## Aim
Extract the entries from the line containing "Place one keypoint on each instance of the pink" through the end of the entries, reproducing every line unchanged and nothing else.

===== Given data

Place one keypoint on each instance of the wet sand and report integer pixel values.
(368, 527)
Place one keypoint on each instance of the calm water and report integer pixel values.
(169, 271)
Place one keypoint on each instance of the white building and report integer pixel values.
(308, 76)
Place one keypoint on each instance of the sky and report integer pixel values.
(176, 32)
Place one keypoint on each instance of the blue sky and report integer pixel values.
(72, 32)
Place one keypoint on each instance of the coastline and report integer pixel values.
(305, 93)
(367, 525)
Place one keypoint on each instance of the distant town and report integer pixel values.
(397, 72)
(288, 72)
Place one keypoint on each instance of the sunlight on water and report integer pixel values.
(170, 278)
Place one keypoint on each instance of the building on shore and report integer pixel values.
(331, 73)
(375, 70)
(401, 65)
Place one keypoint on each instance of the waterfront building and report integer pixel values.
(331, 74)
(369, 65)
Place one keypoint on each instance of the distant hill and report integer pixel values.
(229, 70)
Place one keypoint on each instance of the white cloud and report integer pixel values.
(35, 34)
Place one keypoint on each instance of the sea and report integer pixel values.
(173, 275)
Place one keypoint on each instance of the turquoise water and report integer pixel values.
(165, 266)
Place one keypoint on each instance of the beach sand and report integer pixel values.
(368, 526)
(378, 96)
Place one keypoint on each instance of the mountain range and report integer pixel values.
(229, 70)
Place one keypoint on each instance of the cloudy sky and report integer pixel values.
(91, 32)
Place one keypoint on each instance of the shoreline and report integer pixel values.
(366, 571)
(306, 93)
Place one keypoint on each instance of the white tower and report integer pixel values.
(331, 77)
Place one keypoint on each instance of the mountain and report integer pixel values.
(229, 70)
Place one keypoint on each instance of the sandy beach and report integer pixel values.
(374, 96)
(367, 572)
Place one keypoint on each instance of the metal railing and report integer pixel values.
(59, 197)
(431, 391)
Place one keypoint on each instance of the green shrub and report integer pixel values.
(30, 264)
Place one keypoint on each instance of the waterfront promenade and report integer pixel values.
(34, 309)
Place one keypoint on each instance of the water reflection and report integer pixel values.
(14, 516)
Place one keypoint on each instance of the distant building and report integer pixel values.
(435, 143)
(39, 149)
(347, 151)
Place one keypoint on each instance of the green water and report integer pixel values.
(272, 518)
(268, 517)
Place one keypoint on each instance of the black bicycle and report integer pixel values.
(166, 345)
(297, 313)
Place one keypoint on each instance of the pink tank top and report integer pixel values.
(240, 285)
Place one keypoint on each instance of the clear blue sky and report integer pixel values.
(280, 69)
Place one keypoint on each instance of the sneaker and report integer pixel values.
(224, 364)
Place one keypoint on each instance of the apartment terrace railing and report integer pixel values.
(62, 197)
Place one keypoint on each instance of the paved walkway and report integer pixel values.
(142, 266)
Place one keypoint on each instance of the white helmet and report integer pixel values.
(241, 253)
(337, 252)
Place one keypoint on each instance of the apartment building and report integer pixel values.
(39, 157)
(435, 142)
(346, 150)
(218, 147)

==========

## Task response
Place one keypoint on each instance of the pink tank top and report integer pixel values.
(240, 285)
Place one keypoint on each instance of the clear blue sky and report integer pixel values.
(280, 69)
Place one keypoint on each instance of the sneaker and report integer pixel values.
(224, 364)
Place one keypoint on each instance of the apartment terrace railing and report integer pixel values.
(62, 197)
Place one keypoint on each instance of the paved walkway and report integer pixel values.
(142, 266)
Place one keypoint on each instance of the white helmet and report integer pixel values.
(241, 253)
(337, 252)
Place one keypoint on each instance of the apartment building and report integer pixel values.
(39, 157)
(435, 142)
(346, 150)
(218, 147)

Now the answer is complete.